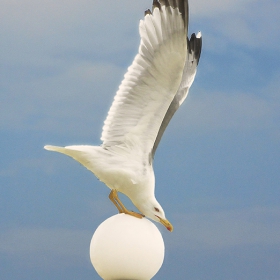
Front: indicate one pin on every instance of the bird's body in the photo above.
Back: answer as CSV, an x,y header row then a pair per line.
x,y
154,87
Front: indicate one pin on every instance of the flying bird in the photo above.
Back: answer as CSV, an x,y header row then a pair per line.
x,y
154,87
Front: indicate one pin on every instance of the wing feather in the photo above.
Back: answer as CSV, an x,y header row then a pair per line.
x,y
194,51
151,82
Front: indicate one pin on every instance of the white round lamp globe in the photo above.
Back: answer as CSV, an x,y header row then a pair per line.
x,y
125,247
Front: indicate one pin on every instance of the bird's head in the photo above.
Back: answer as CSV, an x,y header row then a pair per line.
x,y
154,211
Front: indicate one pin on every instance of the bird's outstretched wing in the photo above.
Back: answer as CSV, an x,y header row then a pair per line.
x,y
193,55
151,82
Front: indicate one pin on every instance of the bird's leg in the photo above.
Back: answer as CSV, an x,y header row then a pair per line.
x,y
115,199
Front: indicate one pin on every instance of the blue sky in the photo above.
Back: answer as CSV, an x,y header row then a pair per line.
x,y
217,167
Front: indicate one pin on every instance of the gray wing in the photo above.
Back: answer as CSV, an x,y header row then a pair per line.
x,y
194,51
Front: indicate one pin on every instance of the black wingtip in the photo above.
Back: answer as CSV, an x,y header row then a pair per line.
x,y
195,45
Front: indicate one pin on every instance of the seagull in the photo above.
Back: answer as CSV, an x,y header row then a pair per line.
x,y
153,88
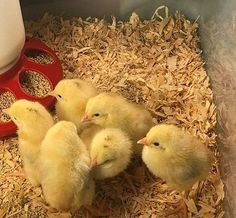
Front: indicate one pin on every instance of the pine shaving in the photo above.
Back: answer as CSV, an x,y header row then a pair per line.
x,y
154,63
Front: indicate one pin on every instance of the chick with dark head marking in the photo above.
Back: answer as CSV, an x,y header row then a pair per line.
x,y
64,168
110,153
33,122
176,156
72,96
112,110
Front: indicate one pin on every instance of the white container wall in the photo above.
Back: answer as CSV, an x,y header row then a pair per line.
x,y
12,33
217,14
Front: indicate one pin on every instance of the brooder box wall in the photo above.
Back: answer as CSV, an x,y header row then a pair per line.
x,y
218,41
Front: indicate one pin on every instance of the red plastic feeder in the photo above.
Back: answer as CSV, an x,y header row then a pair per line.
x,y
10,80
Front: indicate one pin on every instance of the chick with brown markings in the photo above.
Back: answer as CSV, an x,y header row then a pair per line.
x,y
64,168
113,110
33,122
72,96
111,151
176,156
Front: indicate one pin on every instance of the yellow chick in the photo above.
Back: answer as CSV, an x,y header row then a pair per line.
x,y
33,121
110,153
175,156
72,96
64,168
112,110
88,134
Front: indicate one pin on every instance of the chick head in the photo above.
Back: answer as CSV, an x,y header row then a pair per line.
x,y
160,138
100,108
26,114
63,130
66,89
110,152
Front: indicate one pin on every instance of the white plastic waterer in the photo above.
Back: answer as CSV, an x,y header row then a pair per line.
x,y
12,33
14,60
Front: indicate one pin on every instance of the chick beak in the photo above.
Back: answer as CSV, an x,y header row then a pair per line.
x,y
5,111
52,93
93,163
85,118
143,141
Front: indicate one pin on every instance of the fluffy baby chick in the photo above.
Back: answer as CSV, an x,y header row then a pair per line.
x,y
175,156
110,153
72,96
64,168
33,121
88,134
112,110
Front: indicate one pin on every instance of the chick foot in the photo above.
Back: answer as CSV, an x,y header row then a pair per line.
x,y
180,208
19,173
129,179
95,211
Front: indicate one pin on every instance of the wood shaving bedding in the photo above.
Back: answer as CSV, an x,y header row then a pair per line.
x,y
155,63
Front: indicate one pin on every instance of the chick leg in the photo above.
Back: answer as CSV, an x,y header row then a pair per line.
x,y
95,211
180,207
129,181
19,173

···

AIM =>
Print each line of the material above exactly, with the pictures removed from your copy.

TASK SOLUTION =>
Front: indicate one pin on every instance of the bird's body in the photo above.
Back: answer as CSV, an x,y header row then a pair per line.
x,y
154,87
Front: indicate one pin on every instance of the flying bird in the photo above.
Back: answer as CSV, an x,y header row then a pair per line.
x,y
154,87
Front: indicate one pin on every instance of the wing feather in the photo above.
Back: answer as CSV, an x,y header row then a pair per line.
x,y
194,51
151,82
Front: indicate one pin on every instance of the white round lamp globe in the photo above.
Back: answer as CSV, an x,y header row then a pair per line.
x,y
125,247
Front: indicate one pin on every instance of the bird's head in the photo above.
Back: answer as CSV, an x,y header row then a pair per line.
x,y
154,211
Front: indicate one pin on every instance of the bird's outstretched wing in the photo above.
Back: answer as CSV, an x,y header row then a pair per line.
x,y
193,55
151,82
Front: indicate one pin on every instance of the bird's leg in the photo above.
Back: answer as CSV, an x,y header row then a pair per line.
x,y
115,199
Front: indicate one pin on every instance of the blue sky in the photo above.
Back: answer as CSV, an x,y header row then a pair per line.
x,y
217,167
Front: indicate one pin on every instance of the gray wing in the photo above.
Back: answer as CSV, an x,y header row then a pair per line.
x,y
194,51
Front: indicate one pin on every instance of the black wingtip in the photo above.
Back: answer as CSV, an x,y header row then a pair per line.
x,y
195,45
Front: indicate one pin on every instance of the seagull in the photo above.
Back: answer as CSV, an x,y header row then a pair per line.
x,y
153,88
Front: indicate one pin on every instance of the pine shaving in the photo above.
Back: answer as CSV, an x,y header row then a pair per line.
x,y
154,63
Front: indicate one pin on every instance of the chick with dark head marking in the photo above.
Back: answer as CSV, an x,y header row then a pair per line.
x,y
64,168
110,153
33,122
176,156
72,96
112,110
Front: indicate one pin on every instance of the white container wall in the photo above.
Back: answer as CSV, an x,y header row then a pair per line.
x,y
12,33
217,14
Front: indicate one pin on every instance of the brooder box wall in the photo above.
Back: answer as CSV, an x,y header row then a pair per line.
x,y
218,41
Front: indicate one pin on every instance of the red plastic feeder in the photo above.
Back: answer as CSV, an x,y header row then a pair per line.
x,y
10,80
Front: indicate one pin on every instance of the chick with brown markings in the photo above.
Back: answer as CSV, an x,y header row then a pair per line.
x,y
64,168
113,110
33,122
72,96
111,151
176,156
Front: indicate one pin on every instance of the yellow chick in the photo above.
Back: answer as CSV, an x,y header row then a pair per line.
x,y
33,121
110,153
175,156
72,96
64,168
112,110
88,134
Front: indicate one pin on every instance of the chick head in the photo above.
Back: answer as CSV, an x,y header row then a pair per line.
x,y
160,138
100,108
26,114
63,130
66,89
110,152
Front: indicate one pin on every instance of the white plastic waterer in the photo above.
Back: answer as CSV, an x,y header row then a pair per line.
x,y
12,33
14,60
Front: indicate one pin on every instance of the chick beak in the photo above.
Back: answer as CSV, an x,y header row then a pair per line.
x,y
5,111
52,93
93,163
85,118
143,141
Front: indicate one pin on every instance of the fluffy baby chick in the photo above.
Back: answer as CSV, an x,y header row then a pair per line.
x,y
175,156
110,153
72,96
64,168
33,121
88,134
112,110
Front: indicate one pin on every instance of the chick foot in the photo above.
Back: answer as CSV, an x,y header row then a pair per line.
x,y
180,208
19,173
129,179
95,211
Front: indicate one pin on every instance of the wood shaving bedding in the photo above.
Back: answer as CSV, an x,y header row then a pair per line.
x,y
155,63
Front: indicate one pin on every instance of the chick leg in the photo above.
Back: answer as CSV, an x,y header row then a pair per line.
x,y
95,211
180,207
129,181
19,173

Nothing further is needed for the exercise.